Written instruction A.
Return every one of the object-detection records below exactly as they appear, line for line and unchanged.

Document.
******

In a case in which it is determined in the step S56 that a speech data piece has been received, the process proceeds to the step S63. In the step S63, it is determined whether the received speech data piece is the speech data piece of a second terminal. A first terminal, a second terminal and a third terminal corresponding to the speech data piece received in the step S56 are determined. Whether the speech data piece that is received in the step S56 is a speech data piece that has been received from a second terminal is determined. If the speech data piece that has been transmitted from the second terminal is received, the process proceeds to the step S58. If not, the process proceeds to the step S64. Therefore, the speech data piece that has been received from the second terminal is not reproduced.

In the step S64, whether the speech data piece is the speech data piece of the first terminal, and a PC itself is the second terminal is determined. The first terminal, the second terminal and the third terminal corresponding to the speech data piece received in the step S56 are determined. It is determined whether the speech data piece received in the step S56 is the speech data piece received from the first terminal and the PC itself is the second terminal corresponding to the speech data piece. If the speech data piece transmitted from the first terminal is received and the PC itself serves as the second terminal corresponding to the speech data piece, the process proceeds to the step S65. If not, the process proceeds to the step S66.

******

Given data.
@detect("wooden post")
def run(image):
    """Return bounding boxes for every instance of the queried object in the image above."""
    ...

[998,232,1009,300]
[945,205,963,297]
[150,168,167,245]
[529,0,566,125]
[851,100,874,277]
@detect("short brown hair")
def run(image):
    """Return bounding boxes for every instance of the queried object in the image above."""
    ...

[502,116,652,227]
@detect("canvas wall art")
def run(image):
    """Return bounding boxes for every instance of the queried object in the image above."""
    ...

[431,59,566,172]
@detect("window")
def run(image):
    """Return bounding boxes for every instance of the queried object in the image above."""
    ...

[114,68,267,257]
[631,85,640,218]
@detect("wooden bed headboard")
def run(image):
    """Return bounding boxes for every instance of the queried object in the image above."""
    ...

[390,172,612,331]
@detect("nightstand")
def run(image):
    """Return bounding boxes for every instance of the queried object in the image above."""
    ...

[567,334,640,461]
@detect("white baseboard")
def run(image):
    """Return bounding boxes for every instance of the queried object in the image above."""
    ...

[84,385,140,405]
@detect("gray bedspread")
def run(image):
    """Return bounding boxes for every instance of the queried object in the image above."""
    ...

******

Written instruction B.
Take the passage on handling received speech data further, picking up after its final sentence.

Exercise answer A.
@detect("wooden post")
def run(image):
    """Return bounding boxes for every instance of the queried object in the image above."""
    ...

[998,232,1009,300]
[945,205,963,297]
[150,168,167,245]
[529,0,566,125]
[851,100,874,277]
@detect("short brown hair")
def run(image):
    """Return bounding boxes for every instance of the queried object in the image above."""
    ...

[502,116,652,227]
@detect("canvas wall art")
def run(image):
    """Return bounding boxes for every instance of the queried object in the image above."""
    ...

[431,59,566,172]
@detect("window")
def run(image):
    """Return bounding boxes for every instance of the queried object in the image above."""
    ...

[114,68,267,257]
[631,85,640,218]
@detect("wooden bed headboard")
def run(image):
    """Return bounding boxes for every instance of the queried object in the image above."""
    ...

[390,172,612,331]
@detect("nightstand")
def run(image):
    """Return bounding boxes for every instance of the queried object in the image above."""
    ...

[567,334,640,461]
@detect("white baseboard")
def run(image):
    """Return bounding boxes for every instance of the queried object in the image above."""
    ...

[84,385,140,405]
@detect("gray bedspread")
def run(image):
    """Return bounding boxes for every instance of the queried object in the image above."""
    ...

Exercise answer B.
In the step S65, the speech data piece is reproduced in a suppressed manner, and the process proceeds to the step S58. The speech data piece received in the step S56 is reproduced in a suppressed state. Specifically, the CPU 201 does not reproduce the speech piece data received in the step S56, or reproduces the speech data piece at a sound volume level lower than a normal sound volume level.

In the step S66, the speech data piece is normally reproduced, and the process proceeds to the step S58. The speech data piece received in the step S56 is reproduced at the normal sound volume level.

In a case in which the PC itself is the second terminal, the speech data piece may be prevented from being transmitted. One example of a flowchart for this case is illustrated in FIG. 16. With reference to FIG. 16, the differences from FIG. 15 are that the step S63 is not performed, and the step S54A and the step S54B are added between the step S54 and the step S55. The other processes are the same as the processes illustrated in FIG. 15. Therefore, a description thereof will not be repeated here.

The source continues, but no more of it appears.